▶ _TASK INSTRUCTIONS_: Copy out the data below as written; omit any images.

▶ _RECORDS_:
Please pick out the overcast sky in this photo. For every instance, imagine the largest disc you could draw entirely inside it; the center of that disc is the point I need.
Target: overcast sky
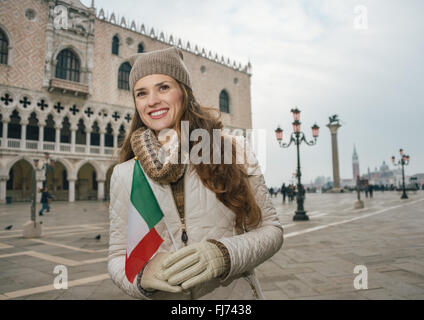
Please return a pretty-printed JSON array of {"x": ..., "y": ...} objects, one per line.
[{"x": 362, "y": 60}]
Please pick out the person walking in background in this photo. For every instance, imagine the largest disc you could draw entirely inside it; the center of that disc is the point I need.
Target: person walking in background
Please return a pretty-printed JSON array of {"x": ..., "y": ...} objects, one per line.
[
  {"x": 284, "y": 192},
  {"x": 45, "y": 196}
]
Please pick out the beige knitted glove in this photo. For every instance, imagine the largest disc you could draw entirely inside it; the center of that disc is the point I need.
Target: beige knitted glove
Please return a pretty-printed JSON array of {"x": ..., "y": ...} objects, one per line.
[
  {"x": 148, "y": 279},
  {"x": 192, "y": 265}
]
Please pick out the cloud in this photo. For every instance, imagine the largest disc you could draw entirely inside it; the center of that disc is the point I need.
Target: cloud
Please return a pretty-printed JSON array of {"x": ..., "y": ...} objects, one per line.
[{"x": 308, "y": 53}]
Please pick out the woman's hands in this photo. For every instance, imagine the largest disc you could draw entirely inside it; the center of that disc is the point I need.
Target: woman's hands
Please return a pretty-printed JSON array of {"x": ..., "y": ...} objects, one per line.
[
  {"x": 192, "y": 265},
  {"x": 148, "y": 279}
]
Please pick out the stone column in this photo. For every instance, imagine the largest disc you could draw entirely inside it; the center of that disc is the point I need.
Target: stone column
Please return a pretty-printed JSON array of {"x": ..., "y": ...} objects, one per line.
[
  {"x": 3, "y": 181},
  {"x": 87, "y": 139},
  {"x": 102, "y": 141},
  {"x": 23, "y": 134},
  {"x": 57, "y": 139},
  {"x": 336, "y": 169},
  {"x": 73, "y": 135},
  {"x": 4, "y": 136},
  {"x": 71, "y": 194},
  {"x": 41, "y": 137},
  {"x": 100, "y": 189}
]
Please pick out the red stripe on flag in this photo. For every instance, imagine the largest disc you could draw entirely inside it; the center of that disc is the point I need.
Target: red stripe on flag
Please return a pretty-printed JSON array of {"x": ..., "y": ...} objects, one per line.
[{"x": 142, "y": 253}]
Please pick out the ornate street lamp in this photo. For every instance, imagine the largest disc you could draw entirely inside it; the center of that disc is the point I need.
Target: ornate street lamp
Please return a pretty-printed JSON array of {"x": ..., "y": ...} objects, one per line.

▶ _OUTPUT FOR THIS TASK_:
Please pick out the overcast sky in this photo. For every instance, imagine the largest disc you could draw entirely inside it; the center of that disc is the point I need.
Target: overcast sky
Please return a pretty-printed JSON array of {"x": ..., "y": ...} objects, one per line.
[{"x": 362, "y": 60}]
Please pick out the person walking in background in this photo. For every instance, imagine the largest disc you could draw entirely inside it; the center of that disc is the point I need.
Target: person walking in background
Please return a pretty-printed JSON array of {"x": ..., "y": ...} objects, one per line.
[
  {"x": 284, "y": 192},
  {"x": 45, "y": 196}
]
Please pick out the beige knitted glove in this photo. For every instance, imagine the largest disc you could draw entirely inside it; the center of that disc is the point I need.
Target: beige knitted glove
Please return a pretty-printed JSON array of {"x": ..., "y": ...} objects, one per line.
[
  {"x": 148, "y": 279},
  {"x": 192, "y": 265}
]
Please pick out the cloud in this photo. For every instance, imagine the largest disc you could draw entirely inside it; the center of that disc is the point I need.
Target: cloud
Please return a pretty-printed JSON array of {"x": ..., "y": ...} objects, one per line.
[{"x": 308, "y": 53}]
Please pick out the woman's hands in this photo. For every instance, imagine the largest disc you could draw entirely inside it; the center of that disc is the point I need.
Target: woman's hands
Please return a pretty-printed JSON array of {"x": ..., "y": ...} objects, one per line.
[
  {"x": 192, "y": 265},
  {"x": 148, "y": 279}
]
Please pick out the stone column in this photo. For every instance, imagine the largest disc you could draw entirely inside it; the center of that disc is the point I need.
Target: stone column
Please return a pretty-printed JSON array of {"x": ..., "y": ...} objects, one per line.
[
  {"x": 3, "y": 181},
  {"x": 87, "y": 139},
  {"x": 102, "y": 141},
  {"x": 23, "y": 134},
  {"x": 57, "y": 139},
  {"x": 336, "y": 169},
  {"x": 73, "y": 135},
  {"x": 4, "y": 136},
  {"x": 71, "y": 194},
  {"x": 41, "y": 137},
  {"x": 100, "y": 189}
]
Please pick out the red stripe on flag in this photo. For every instance, imagine the largest disc you could draw entirely inside it; the center of that disc is the point I need.
Target: red stripe on flag
Please return a pretty-printed JSON array of {"x": ..., "y": ...} objects, one per line.
[{"x": 142, "y": 253}]
Please pick out the ornate street lamp in this photo. For every instance, imagine the largest disc you could draw entirely inside it; the center of that disc is the point I need.
Target: ornate street lamp
Please return a pretty-printed JSON array of {"x": ..., "y": ...} objects, one per line.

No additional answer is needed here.